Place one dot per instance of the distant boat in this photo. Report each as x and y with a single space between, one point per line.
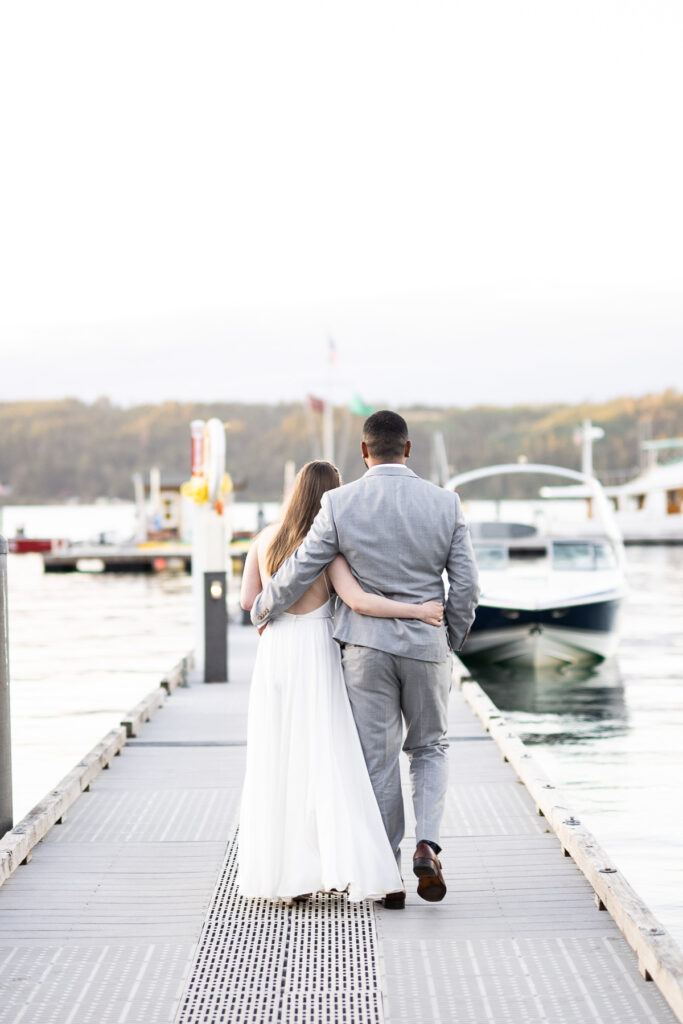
22 545
550 595
648 508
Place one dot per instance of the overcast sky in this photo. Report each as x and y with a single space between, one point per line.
480 202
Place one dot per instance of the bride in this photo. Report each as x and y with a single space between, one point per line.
309 820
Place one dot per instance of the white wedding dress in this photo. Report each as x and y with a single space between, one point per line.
309 820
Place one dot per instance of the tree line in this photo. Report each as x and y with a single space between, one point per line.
56 451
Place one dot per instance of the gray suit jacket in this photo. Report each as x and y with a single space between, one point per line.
398 534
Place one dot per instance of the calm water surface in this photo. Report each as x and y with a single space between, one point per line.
613 739
87 647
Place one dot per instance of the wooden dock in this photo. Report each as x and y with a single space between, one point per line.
128 909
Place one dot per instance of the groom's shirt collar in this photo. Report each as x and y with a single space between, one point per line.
389 469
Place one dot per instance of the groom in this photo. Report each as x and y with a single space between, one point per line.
398 534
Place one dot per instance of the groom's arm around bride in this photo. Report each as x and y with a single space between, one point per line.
398 534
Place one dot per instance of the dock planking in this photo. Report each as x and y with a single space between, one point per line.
128 910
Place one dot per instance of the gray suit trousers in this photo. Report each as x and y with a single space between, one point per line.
384 689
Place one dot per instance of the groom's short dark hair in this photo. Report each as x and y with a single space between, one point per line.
385 433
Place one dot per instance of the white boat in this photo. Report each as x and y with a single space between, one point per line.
551 591
648 508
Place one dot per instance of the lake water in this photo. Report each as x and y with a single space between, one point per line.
86 647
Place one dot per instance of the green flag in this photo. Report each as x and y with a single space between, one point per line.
358 407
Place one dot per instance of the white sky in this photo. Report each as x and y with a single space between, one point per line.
479 201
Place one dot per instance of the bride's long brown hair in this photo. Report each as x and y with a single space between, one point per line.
304 504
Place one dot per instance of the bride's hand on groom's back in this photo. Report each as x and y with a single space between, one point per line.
432 612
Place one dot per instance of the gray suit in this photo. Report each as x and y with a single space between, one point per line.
398 535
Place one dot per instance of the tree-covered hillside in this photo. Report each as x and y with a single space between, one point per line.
50 451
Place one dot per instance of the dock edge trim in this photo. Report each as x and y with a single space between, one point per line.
17 844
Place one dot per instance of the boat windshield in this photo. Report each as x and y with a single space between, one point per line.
581 556
492 556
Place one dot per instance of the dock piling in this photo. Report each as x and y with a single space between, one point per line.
6 815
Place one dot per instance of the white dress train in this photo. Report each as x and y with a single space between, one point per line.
309 820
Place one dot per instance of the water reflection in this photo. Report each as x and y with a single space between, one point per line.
567 705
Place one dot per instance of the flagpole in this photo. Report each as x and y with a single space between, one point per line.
328 412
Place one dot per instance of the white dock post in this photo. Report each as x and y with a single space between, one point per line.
210 540
6 817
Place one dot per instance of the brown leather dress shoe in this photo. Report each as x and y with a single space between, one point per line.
427 867
394 901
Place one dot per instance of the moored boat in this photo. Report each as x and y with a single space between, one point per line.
550 591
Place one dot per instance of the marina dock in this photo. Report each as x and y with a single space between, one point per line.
127 909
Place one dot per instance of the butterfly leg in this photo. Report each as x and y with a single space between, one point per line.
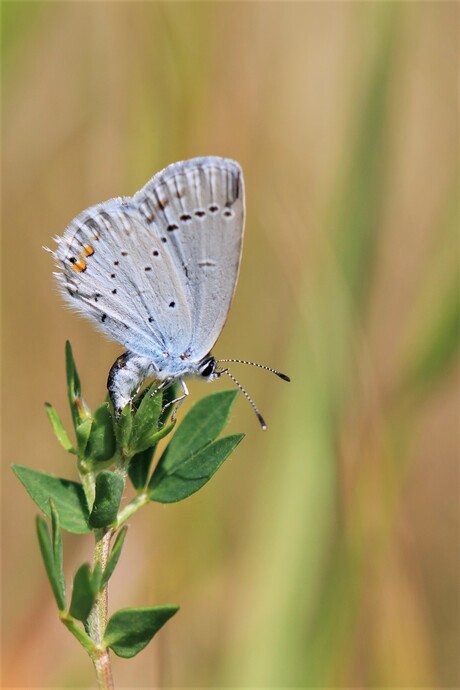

WHAT TO WORK ON =
Where an entry includes an image, leave that image out; otherwise, reproduce everything exactly.

OUTPUT FOR THIS EXERCISE =
Place one dot per instance of the distant boat in this photo. Report each as x and y with a single space between, one point per line.
22 545
550 595
648 508
Place one dot per instance of the overcast sky in this photo. Report each as x and y with a single space between, one point per line.
480 202
Place one dot per instance of the bride in this photo. Report each as x and y with a single space between, one point per line.
309 820
Place one dot per instance of the white wedding dress in this photo. Report each as x and y with a single space between, one point per line.
309 820
Place one dot per instance of the tree line in this photo. Report each as x and y with a single space between, one point per line.
56 451
Place one dot per instance of the gray suit jacket in this photo. Report each as x and y with a single space between, one point per line.
398 534
Place one dot per instance of the calm water surface in this photo. Report each as x and y with a single space between, one point per line.
613 739
87 647
Place one dot per instance of the wooden dock in this photo. Report each as x and y with a single space between, one point per line.
128 909
Place one dot per instance of the groom's shirt collar in this photo. Report each as x and y with a single space between, one point per line.
389 469
Place one dot per instance of the groom in this photo. Report each as x and y with a single space between, one point per line.
398 534
Place one dot per instance of the groom's arm around bride in this photo. Report each as x and y with a single space between, one point per line.
398 534
Place one dot per instance of the dock planking in this photo. Report each as x and y with a single space between, one point per line.
128 910
Place one dot per instance of the gray suit trousers in this photo. Report each as x and y with a single space between, one point per line.
384 689
Place one dot per instance of the groom's short dark hair in this photo. Report each as x and y with a single space between, one point per line.
385 433
Place one dot per instance of the white boat in this photo. Report each as x and y with a single space between, one point per line.
551 591
648 508
Place one dot per instance of the lake water in this photo. Report each as x and y with a single space between, one point per line.
86 647
Place one dot per instance of the green flag in this photo. Report each as x and y with a single space between, one point per line.
358 407
Place one dot per instance of the white sky in this photo. Report each as x and y with a single space between, one point per line.
479 201
Place one dot per instance of the bride's long brown hair in this photo. Report each as x and y with a single space between, one point per line.
304 504
Place one dot per instance of the bride's hand on groom's back in this photo. Report each as x and y with a single space between, one point per line.
432 612
Place one dot per instance of the gray suit in this photo. Report each as x and y with a single space between, one point per line.
398 535
Place one dot per instance of the tree-covered hillside in this photo. Report each as x and y with a single space between, one point per line.
50 451
Place one dot per instance of the dock edge trim in this photo. Report each as x and y with a single space between, one point per line.
17 844
Place one dot per instance of the boat windshield in this photo. Report each as x and y with a single space between, one point per line.
581 556
492 556
Place one dot per instance of the dock piling in this photo. Report each as x and y with a single space between, one point per line.
6 815
Place one dot per instance of the white dress train in this photo. Report each as x and y with a single space between, one point per line.
309 820
Place one dot per instance of the water reflection in this photo. Report each as x and y with a single space between, one point per line.
567 705
Place one dot per instance of the flagpole in this photo. Report each as x and y with a single space between, one point per line.
328 412
Place one dot per instance of the white dock post in this photo. Report each as x and y with a single space between, one point per line.
210 540
6 817
Place one dot per instance of the brown leather dress shoe in this photo. Report each as x and y with a single space between, one point per line.
427 867
394 901
Place one dot per instance of the moored boat in this photo. Report each as x and y with a single space between, one point per line.
550 591
Place one dot per instance of the marina dock in this photo. Report each as x and y with a single space between, one point per line.
127 909
Place one dot per instance of the butterfly leg in this photo. Report each as x and y with a single space between, one point per line.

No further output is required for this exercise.